Problem details: Copy the lines from the first one through the line containing "406,111 -> 500,204", swapping "construction crane" for "tower crane" and leaving everything else unchanged.

Given data:
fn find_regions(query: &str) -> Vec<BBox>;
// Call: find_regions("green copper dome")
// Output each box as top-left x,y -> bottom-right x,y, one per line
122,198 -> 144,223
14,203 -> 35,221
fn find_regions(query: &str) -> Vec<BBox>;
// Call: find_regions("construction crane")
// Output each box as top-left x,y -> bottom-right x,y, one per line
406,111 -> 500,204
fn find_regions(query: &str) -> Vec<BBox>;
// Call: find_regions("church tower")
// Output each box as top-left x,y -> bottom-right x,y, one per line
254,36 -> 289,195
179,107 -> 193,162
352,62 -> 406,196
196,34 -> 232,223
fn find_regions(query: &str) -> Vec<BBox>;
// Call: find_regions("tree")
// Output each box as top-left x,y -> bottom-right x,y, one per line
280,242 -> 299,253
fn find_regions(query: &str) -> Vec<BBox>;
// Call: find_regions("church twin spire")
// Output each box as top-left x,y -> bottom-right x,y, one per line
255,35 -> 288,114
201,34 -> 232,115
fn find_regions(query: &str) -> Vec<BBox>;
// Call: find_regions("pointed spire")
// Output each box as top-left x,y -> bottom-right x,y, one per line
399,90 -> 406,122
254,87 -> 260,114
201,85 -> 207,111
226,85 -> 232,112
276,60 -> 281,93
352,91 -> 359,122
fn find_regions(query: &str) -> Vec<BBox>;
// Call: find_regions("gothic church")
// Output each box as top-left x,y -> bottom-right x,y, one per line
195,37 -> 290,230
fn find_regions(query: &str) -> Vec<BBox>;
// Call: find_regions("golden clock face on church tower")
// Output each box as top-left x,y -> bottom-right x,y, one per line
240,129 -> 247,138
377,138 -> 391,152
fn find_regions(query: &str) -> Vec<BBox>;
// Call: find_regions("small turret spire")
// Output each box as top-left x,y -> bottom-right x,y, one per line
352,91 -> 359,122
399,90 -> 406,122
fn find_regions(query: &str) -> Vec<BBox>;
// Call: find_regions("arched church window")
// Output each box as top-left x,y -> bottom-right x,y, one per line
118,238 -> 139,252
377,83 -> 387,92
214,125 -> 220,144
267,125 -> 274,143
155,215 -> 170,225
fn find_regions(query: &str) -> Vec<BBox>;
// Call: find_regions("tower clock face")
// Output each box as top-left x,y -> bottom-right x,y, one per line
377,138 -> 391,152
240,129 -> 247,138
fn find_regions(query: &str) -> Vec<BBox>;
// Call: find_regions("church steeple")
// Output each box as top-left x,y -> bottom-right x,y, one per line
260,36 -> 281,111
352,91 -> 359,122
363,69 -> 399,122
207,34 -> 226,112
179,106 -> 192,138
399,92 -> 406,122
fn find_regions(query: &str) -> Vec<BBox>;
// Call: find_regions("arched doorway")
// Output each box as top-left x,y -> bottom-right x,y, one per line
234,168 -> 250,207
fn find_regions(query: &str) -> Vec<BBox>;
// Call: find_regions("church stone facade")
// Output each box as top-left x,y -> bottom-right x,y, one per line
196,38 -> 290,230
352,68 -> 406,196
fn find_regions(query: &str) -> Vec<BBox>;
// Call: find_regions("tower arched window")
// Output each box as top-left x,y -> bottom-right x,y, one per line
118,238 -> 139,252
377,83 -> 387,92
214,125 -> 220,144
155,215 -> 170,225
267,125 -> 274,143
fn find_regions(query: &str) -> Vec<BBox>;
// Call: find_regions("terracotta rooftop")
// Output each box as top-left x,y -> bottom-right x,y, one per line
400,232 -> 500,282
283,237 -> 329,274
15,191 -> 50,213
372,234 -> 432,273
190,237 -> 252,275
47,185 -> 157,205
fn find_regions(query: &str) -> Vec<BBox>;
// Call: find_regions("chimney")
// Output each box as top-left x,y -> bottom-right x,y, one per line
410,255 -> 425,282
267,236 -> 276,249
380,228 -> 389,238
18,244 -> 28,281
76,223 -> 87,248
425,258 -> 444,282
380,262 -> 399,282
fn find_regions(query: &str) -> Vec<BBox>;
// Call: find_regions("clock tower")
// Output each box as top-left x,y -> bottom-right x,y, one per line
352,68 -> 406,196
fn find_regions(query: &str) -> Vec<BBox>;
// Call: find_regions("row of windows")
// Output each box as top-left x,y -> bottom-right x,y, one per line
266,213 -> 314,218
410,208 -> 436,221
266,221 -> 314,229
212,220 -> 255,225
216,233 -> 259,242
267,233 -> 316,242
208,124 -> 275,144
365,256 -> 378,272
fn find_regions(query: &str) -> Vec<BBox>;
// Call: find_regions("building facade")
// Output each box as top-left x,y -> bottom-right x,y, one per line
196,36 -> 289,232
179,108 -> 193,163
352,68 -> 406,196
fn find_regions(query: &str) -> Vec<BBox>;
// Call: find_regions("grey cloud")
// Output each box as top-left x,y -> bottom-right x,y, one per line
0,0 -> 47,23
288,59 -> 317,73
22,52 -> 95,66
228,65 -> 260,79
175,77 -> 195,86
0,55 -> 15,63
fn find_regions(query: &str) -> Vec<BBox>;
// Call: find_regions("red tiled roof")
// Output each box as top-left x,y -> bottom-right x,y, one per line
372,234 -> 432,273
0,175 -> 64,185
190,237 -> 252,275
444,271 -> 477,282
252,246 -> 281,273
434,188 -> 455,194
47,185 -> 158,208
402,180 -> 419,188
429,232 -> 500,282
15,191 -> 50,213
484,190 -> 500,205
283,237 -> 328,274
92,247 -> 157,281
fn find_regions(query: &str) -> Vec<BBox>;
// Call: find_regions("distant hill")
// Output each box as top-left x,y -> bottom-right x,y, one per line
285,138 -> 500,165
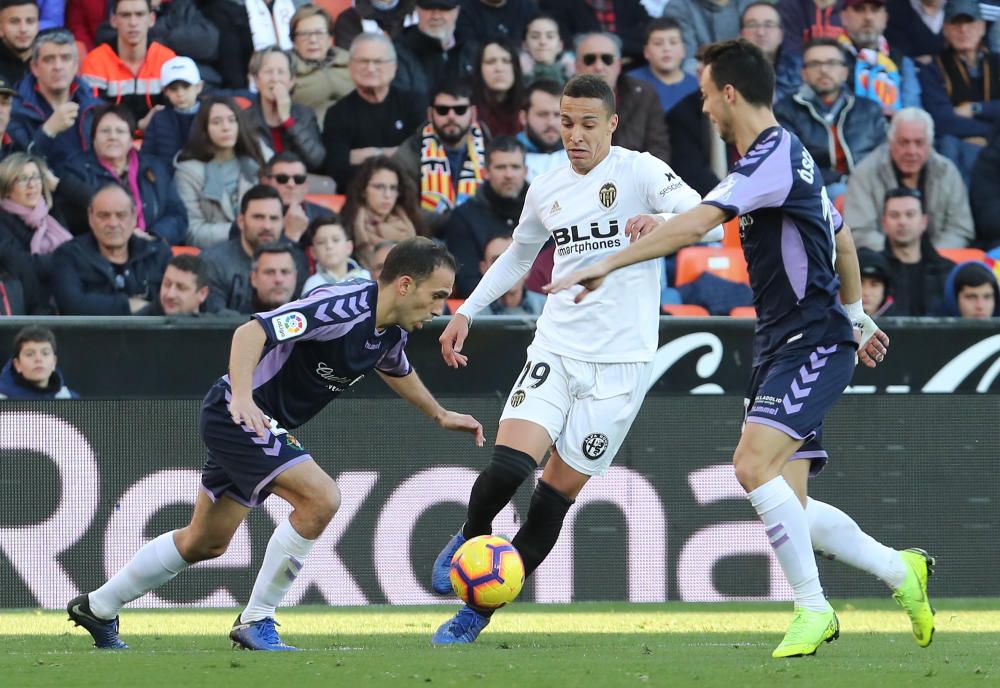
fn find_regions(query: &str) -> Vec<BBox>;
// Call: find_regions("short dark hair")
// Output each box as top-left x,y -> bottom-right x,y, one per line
167,253 -> 208,289
260,152 -> 308,177
563,74 -> 616,117
702,38 -> 774,107
521,79 -> 562,111
882,186 -> 926,214
379,237 -> 458,284
250,241 -> 299,271
14,325 -> 56,358
302,216 -> 354,246
486,136 -> 528,166
240,184 -> 285,215
90,103 -> 136,150
642,17 -> 684,45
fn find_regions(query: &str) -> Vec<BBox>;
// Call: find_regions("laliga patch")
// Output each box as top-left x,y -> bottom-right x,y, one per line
582,432 -> 608,461
271,311 -> 306,342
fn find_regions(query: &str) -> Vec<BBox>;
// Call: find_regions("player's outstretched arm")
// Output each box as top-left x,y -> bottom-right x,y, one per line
229,320 -> 268,437
836,224 -> 889,368
376,370 -> 486,447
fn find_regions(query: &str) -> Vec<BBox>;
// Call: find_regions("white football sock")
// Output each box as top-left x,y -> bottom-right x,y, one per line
747,475 -> 830,612
88,530 -> 190,619
806,497 -> 906,590
240,518 -> 316,623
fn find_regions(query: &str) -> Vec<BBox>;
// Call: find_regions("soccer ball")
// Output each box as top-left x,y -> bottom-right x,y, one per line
451,535 -> 524,609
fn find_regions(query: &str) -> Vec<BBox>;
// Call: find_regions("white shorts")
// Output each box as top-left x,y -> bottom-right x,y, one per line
500,344 -> 651,475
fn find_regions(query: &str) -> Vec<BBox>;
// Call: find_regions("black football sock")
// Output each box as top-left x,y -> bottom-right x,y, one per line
512,480 -> 573,577
462,444 -> 538,538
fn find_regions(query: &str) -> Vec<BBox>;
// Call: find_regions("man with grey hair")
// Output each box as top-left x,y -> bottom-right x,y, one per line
323,33 -> 424,189
7,29 -> 101,166
575,33 -> 670,162
844,108 -> 975,251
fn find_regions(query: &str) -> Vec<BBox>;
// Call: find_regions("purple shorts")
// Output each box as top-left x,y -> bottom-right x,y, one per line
743,344 -> 856,475
200,382 -> 312,507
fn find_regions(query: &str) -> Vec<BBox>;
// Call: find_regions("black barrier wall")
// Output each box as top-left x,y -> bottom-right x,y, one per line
0,393 -> 1000,608
0,318 -> 1000,398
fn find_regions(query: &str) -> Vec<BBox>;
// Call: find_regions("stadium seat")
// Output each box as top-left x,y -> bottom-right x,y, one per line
937,248 -> 986,263
660,303 -> 709,318
306,194 -> 347,213
675,246 -> 750,286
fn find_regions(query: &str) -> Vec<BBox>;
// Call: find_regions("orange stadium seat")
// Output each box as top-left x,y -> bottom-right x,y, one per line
937,248 -> 986,263
306,194 -> 347,213
676,246 -> 750,286
660,303 -> 709,318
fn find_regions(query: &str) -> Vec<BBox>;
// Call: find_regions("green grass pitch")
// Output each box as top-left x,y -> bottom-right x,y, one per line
0,599 -> 1000,688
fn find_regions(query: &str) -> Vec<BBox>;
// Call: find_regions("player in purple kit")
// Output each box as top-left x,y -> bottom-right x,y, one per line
67,238 -> 483,650
549,39 -> 934,657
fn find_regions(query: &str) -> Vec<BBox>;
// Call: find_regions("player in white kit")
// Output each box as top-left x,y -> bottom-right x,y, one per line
431,75 -> 722,645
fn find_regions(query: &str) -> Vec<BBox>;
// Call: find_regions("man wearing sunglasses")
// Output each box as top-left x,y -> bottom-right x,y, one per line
260,151 -> 330,249
576,33 -> 670,162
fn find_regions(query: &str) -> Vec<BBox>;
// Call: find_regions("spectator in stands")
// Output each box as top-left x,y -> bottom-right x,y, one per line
260,151 -> 330,248
292,5 -> 354,126
0,0 -> 38,85
140,253 -> 208,315
774,38 -> 886,198
56,104 -> 188,245
8,30 -> 101,166
0,326 -> 80,400
663,0 -> 757,74
858,248 -> 893,318
247,48 -> 326,172
0,153 -> 73,311
80,0 -> 177,130
576,34 -> 670,162
456,0 -> 538,45
52,184 -> 170,315
323,33 -> 425,189
521,14 -> 573,84
302,215 -> 371,294
142,57 -> 205,172
368,239 -> 399,281
392,83 -> 486,231
333,0 -> 417,48
844,108 -> 975,251
539,0 -> 656,62
740,0 -> 802,102
0,77 -> 22,160
932,261 -> 1000,320
472,39 -> 524,136
201,184 -> 309,313
249,243 -> 298,314
885,0 -> 947,57
628,17 -> 698,113
442,136 -> 528,299
174,96 -> 270,249
517,79 -> 567,182
882,187 -> 954,316
477,234 -> 545,317
920,0 -> 1000,184
776,0 -> 844,64
838,0 -> 920,116
393,0 -> 479,107
342,157 -> 426,268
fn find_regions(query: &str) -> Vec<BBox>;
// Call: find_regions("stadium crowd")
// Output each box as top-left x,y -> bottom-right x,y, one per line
0,0 -> 1000,318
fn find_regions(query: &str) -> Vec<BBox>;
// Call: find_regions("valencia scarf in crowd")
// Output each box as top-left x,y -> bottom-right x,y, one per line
420,124 -> 486,212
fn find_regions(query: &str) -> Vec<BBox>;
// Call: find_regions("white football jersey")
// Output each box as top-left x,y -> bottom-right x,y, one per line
514,146 -> 701,363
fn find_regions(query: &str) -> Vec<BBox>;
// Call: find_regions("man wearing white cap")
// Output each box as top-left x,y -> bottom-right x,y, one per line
142,57 -> 205,169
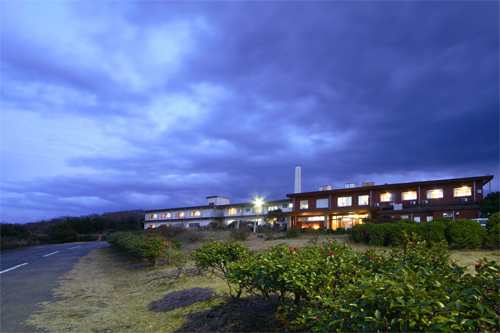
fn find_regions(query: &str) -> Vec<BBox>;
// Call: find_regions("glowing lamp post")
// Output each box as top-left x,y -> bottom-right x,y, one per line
253,198 -> 262,233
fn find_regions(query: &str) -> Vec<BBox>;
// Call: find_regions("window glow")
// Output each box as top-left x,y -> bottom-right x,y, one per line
427,188 -> 443,199
300,200 -> 309,209
380,193 -> 394,202
358,195 -> 370,206
453,186 -> 472,197
337,197 -> 352,207
316,199 -> 328,208
401,191 -> 417,200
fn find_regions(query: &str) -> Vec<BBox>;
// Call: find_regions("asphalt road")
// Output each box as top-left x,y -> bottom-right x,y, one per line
0,242 -> 109,333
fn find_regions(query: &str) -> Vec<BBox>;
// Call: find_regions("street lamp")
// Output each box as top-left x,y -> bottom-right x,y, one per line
253,198 -> 262,233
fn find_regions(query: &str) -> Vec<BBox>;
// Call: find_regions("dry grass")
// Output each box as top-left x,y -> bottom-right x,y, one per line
27,230 -> 500,333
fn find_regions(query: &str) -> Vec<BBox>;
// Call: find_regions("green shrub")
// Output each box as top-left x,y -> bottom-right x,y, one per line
192,238 -> 251,297
485,224 -> 500,248
229,225 -> 251,241
285,225 -> 302,238
446,219 -> 486,249
351,223 -> 374,244
368,223 -> 393,246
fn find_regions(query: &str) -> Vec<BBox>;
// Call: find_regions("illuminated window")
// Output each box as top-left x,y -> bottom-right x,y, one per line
300,200 -> 309,209
401,191 -> 417,200
427,189 -> 443,199
358,195 -> 369,206
453,186 -> 472,197
337,197 -> 352,207
380,193 -> 394,202
316,199 -> 328,208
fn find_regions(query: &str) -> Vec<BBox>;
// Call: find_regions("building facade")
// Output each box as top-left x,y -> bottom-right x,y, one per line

Solution for this task:
fn find_regions(query: &str) -> Vec<BBox>;
// Call: find_regions("green copper dome")
// Output each box as top-left x,y -> bottom-right x,y, one per line
122,198 -> 144,223
14,203 -> 35,221
fn find_regions(query: &str) -> Vec<BBox>;
// Call: find_regions("tower crane")
// Output each box as top-left x,y -> bottom-right x,y, one per line
406,111 -> 500,204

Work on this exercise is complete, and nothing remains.